Page:
Interviewer vs. Interviewer

Interviewer vs. Interviewer
( Click on picture to view) Elizabeth Lund--Host of Poetic Lines interviews Host of Poet to Poet-- Doug Holder

Thursday, October 30, 2008

Nov 4, 2008 Lawrence Kessenich : Former Houghton Mifflin Editor and Poet

My guest Nov 4, 2008 at 5PM is Lawrence Kessenich:

"I was born in Madison, Wisconsin in 1950 -- the year it was chosen "The All-American City" by Life Magazine -- and lived in a small town for a few years, but was in Milwaukee by seven years old, so I consider it my home town. Undergrad at the University of Wisconsin-Milwaukee, took six years to get through, from 1968-1974 -- quite an era to be in college! Meandered through my twenties, and finally went to grad school in creative writing (poetry) at UMass Amherst in 1977, at 27, where I lived half-a-block from Emily Dickinson's house and encountered poets James Tate, Donald Junkins, and Joe Langland (who tried to seduce me on the banks of Quabbin Reservoir, after we drank retsina, which he hid in a tree hollow, read poetry, and went for an illegal swim in the reservoir). When I didn't get a teaching assistantship for my second semester, I had to drop out of UMass, and I applied for the Radcliffe Publishing Course, was admitted, and attended in the summer of 1978.

Excerpts of data with labeled regions

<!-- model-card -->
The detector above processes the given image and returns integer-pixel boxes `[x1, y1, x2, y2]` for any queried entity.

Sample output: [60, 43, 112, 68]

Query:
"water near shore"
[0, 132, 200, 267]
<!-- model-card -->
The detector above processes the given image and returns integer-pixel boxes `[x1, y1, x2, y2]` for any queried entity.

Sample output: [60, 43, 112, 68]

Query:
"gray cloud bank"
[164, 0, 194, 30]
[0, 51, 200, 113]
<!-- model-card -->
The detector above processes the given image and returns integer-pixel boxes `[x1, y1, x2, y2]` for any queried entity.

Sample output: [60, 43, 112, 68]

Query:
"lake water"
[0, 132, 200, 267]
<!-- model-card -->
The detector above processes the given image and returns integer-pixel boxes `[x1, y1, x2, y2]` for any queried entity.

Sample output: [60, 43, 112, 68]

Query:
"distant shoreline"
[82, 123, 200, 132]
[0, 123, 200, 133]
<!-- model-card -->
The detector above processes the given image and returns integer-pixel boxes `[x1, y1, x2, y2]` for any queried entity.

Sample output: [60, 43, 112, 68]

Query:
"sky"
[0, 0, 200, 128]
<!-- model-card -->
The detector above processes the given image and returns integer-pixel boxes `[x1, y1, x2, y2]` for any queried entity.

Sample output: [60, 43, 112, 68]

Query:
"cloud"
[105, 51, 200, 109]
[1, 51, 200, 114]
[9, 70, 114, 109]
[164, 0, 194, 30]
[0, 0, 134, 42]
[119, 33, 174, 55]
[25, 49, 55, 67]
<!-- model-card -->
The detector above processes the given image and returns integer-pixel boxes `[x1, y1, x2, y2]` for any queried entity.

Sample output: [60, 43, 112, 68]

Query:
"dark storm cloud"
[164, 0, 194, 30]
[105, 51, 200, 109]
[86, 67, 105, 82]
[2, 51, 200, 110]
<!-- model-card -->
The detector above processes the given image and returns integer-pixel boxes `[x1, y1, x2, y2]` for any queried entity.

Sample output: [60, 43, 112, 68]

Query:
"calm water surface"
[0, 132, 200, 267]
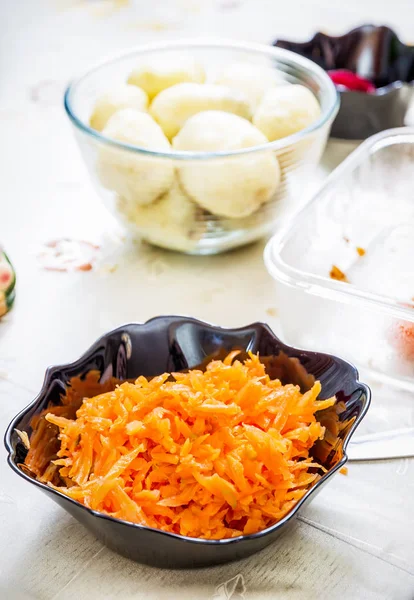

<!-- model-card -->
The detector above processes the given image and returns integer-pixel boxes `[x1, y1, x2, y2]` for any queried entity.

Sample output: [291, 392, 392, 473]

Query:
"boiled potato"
[173, 111, 280, 218]
[128, 54, 205, 100]
[98, 108, 174, 205]
[90, 83, 148, 131]
[150, 83, 251, 139]
[253, 85, 321, 142]
[212, 63, 287, 110]
[117, 179, 203, 252]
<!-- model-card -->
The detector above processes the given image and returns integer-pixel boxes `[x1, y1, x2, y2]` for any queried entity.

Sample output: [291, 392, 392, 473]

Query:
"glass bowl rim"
[64, 38, 340, 160]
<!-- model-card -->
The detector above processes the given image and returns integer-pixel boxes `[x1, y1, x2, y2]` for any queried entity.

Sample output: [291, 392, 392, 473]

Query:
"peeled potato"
[173, 111, 280, 218]
[117, 180, 202, 252]
[128, 54, 205, 100]
[150, 83, 251, 139]
[253, 85, 321, 142]
[213, 63, 287, 110]
[90, 83, 148, 131]
[97, 109, 174, 205]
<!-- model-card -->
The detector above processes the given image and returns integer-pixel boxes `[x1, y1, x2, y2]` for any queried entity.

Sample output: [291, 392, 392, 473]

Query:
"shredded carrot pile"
[46, 351, 335, 539]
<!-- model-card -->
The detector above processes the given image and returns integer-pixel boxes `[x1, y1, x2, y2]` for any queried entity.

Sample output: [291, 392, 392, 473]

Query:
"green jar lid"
[0, 248, 16, 318]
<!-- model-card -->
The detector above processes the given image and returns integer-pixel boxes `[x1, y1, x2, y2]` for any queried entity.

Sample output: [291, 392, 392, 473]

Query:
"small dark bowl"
[274, 25, 414, 140]
[5, 316, 370, 568]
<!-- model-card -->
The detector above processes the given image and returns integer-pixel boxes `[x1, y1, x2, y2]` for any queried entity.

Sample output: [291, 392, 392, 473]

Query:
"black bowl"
[273, 25, 414, 140]
[5, 316, 370, 568]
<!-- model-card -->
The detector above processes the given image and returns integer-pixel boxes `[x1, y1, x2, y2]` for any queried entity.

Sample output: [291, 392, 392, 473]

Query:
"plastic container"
[65, 41, 339, 254]
[265, 127, 414, 390]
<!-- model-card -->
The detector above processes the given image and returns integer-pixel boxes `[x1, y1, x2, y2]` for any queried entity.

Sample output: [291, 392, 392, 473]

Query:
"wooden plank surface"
[0, 0, 414, 600]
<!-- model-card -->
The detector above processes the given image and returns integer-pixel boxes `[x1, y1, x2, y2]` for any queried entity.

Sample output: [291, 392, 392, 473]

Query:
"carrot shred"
[33, 351, 335, 539]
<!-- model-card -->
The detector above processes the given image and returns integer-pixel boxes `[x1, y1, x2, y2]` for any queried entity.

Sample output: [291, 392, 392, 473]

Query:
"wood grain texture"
[0, 0, 414, 600]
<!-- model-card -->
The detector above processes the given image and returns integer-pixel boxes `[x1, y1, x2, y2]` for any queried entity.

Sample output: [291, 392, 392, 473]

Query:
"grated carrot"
[35, 352, 335, 539]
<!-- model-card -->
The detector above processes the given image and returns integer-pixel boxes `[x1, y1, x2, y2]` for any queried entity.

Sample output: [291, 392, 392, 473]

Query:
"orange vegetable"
[42, 352, 335, 539]
[329, 265, 349, 283]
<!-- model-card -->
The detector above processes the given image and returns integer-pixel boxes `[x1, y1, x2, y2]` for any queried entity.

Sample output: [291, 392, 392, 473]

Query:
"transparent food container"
[265, 127, 414, 391]
[65, 41, 339, 254]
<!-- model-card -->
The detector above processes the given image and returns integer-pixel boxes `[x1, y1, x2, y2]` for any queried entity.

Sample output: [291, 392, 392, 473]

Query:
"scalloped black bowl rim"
[4, 315, 371, 545]
[340, 80, 414, 96]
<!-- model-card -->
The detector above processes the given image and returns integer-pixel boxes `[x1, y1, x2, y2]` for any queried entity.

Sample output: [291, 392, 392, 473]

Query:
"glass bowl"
[65, 41, 339, 254]
[5, 316, 371, 568]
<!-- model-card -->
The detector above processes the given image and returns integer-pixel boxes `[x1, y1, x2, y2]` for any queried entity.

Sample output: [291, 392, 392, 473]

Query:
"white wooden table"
[0, 0, 414, 600]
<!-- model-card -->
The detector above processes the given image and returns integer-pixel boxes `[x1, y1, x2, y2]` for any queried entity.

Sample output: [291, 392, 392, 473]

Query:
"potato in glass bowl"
[65, 41, 338, 254]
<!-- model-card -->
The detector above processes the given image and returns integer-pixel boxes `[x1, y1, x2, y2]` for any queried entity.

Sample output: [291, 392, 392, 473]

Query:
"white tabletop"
[0, 0, 414, 600]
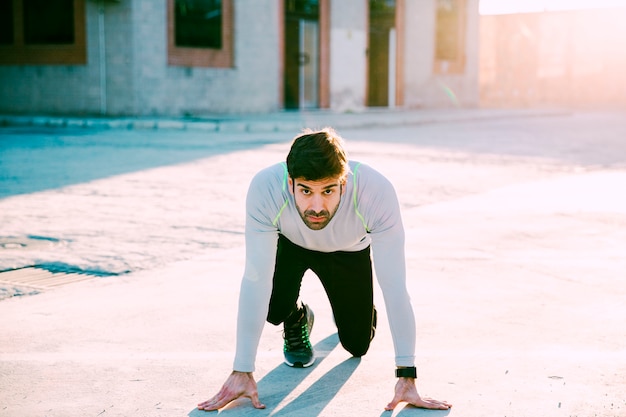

Objectives:
- a) According to the page, where did Lawrence Kessenich go to graduate school for creative writing?
- b) Which lines of the records contain the word "cloud"? Identify each one.

Results for each task:
- a) UMass Amherst, starting in 1977.

- b)
"gray cloud bank"
"cloud"
"dark storm cloud"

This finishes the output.